■ Document section:
- Accommodate individual interests and career goals. Each learner is a unique individual with his or her own goals. Empowering a person to work toward these goals through training is a powerful incentive to learn.
- Stimulate the mind. Ask thought-provoking questions and offer problems that don’t have one right answer. Challenge learners to think about exceptions to a rule or to question conventional wisdom. Learners appreciate it when you respect their intelligence.
- Let learning occur through mistakes. In our everyday life, we learn from our mistakes. We can simulate this in structured learning experiences by offering context-sensitive feedback during games, reviews and tests.
- Offer just-in-time resources: No one can retain all the content in a course. Provide learners with job aids, online support systems, like wikis and micro-blogging technologies to get just-in-time support in the workplace.
- Get emotional. When you tap into the emotional dimension of your audience, you can get them hooked and engaged. Add realistic stories, refer to an individual’s cherished memories or say something controversial. Do what it takes to get the audience emotionally involved.
- Encourage mastery learning. Help learners gain confidence and competence as they learn. Make sure courses are at the right level for each learner. Provide opportunities for people to retake courses until they have mastered the content. Provide real world practice activities. Ensure remediation presents content in a new way.
- Make it visually compelling. It may be hard to make a course look like it was produced by 3D experts, but there are low-budget ways to make it aesthetically appealing. People are hard-wired for pictures, so use visuals to motivate your audience.
- Simulate the workplace. Take your cues from the workplace. Uncover the issues or difficulties your audience is experiencing and base scenarios and practice activities on real-world experience. This makes learning meaningful.
- Respect the audience. Let your audience know why it’s important to take a particular course. Avoid a cynical or condescending tone and honor the learners. You may be the only advocate they have in this big world.
- Get learners to create graphic organizers. Encourage learners to visually represent the content they are learning. This can keep them engaged and help them structure their new knowledge for easy retrieval in the future.
- Use good design principles. Make sure your online courses are legible by using a font that can be read by adults of all ages. Ensure graphical text can be easily read too. Keep the screen clear from clutter. It’s demotivating to struggle through a course because of legibility issues.
- Ask for feedback. Find a way to let your audience contribute to a course. Let them know they can provide feedback to help you improve it. This might help some learners buy in to the program.
- Present the benefits. Sometimes motivating learners is as simple as presenting the benefits of a course. “This course will help you become more productive with your time, probably saving you 20 minutes every day. In one year, that adds up to 121 hours!”
- Create an experience, not just a course. What can you do to make a course unforgettable? Create an online and offline learning experience. Market your course to the audience to create buzz, get buy-in from key people, throw a related event, incorporate sophisticated activities to enhance learning, provide personal support for those having difficulty and provide follow-up.
Conclusion
Apparent changes in performance during training are not necessarily indicative of improved performance on the job. Learning transfer is defined as the ability to apply what has been learned to novel situations and tasks. Appropriate use of any of the five strategies above should improve transfer of learning. To understand what works and what doesn’t, ensure that post-training tests measure application of knowledge and skills to new situations rather than the recall of facts alone. Also observe learners on the job or discuss the effects of training with supervisors to see what improves performance.

■ Data extracts:
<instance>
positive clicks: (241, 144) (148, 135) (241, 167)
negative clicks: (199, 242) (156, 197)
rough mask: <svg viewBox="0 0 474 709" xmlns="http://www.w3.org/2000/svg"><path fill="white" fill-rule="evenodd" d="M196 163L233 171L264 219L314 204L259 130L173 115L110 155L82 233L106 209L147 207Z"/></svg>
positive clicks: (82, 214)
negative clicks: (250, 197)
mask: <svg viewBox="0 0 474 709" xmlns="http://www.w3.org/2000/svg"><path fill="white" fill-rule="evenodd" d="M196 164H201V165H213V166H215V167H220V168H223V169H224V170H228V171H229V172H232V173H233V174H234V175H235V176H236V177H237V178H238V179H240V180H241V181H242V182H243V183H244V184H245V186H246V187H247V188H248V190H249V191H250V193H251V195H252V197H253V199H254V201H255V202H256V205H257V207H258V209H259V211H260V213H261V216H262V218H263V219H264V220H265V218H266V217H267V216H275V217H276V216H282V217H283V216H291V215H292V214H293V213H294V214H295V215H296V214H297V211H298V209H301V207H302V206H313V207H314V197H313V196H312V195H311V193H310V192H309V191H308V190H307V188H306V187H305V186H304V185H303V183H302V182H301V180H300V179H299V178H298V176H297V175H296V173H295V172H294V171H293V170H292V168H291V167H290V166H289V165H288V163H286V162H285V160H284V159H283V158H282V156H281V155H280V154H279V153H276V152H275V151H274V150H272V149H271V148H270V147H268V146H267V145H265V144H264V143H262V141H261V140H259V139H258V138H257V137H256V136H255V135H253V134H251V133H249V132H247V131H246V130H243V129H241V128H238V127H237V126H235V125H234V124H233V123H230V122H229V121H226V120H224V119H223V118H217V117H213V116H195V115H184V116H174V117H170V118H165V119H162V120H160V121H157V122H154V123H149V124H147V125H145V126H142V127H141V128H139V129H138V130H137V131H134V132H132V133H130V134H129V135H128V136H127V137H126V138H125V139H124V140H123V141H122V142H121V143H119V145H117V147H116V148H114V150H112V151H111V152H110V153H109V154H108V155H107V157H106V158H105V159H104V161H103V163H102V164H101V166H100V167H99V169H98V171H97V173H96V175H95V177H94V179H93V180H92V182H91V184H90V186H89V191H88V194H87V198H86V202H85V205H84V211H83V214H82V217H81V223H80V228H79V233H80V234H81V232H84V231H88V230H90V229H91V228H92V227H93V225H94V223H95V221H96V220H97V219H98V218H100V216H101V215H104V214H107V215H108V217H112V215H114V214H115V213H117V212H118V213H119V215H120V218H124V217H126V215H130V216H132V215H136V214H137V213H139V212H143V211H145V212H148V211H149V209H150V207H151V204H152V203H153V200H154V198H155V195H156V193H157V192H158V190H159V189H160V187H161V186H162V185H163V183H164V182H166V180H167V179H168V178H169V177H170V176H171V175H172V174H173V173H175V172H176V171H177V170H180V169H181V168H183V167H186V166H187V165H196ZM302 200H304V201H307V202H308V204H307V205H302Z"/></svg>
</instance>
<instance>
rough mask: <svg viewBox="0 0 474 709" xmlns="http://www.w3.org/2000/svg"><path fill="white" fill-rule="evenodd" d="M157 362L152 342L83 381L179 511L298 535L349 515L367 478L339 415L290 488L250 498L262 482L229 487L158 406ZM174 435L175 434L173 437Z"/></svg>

■ Work request: Set down word for word the portion of the passage on motivating learners starting with "- Get emotional." and going on through "in a new way.". Draw only on the passage on motivating learners.

■ Completed exercise:
- Get emotional. When you tap into the emotional dimension of your audience, you can get them hooked and engaged. Add realistic stories, refer to an individual’s cherished memories or say something controversial. Do what it takes to get the audience emotionally involved.
- Encourage mastery learning. Help learners gain confidence and competence as they learn. Make sure courses are at the right level for each learner. Provide opportunities for people to retake courses until they have mastered the content. Provide real world practice activities. Ensure remediation presents content in a new way.